Assigned task: Check every line in the records below for the word "black" and report how many have it, nothing more.

Task input:
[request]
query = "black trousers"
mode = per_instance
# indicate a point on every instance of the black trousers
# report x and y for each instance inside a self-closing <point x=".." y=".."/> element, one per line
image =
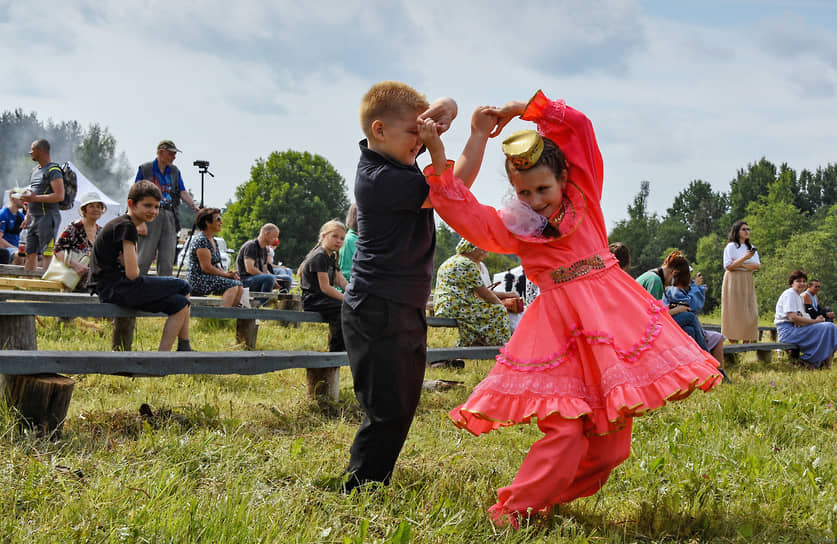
<point x="387" y="347"/>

Written solution: 2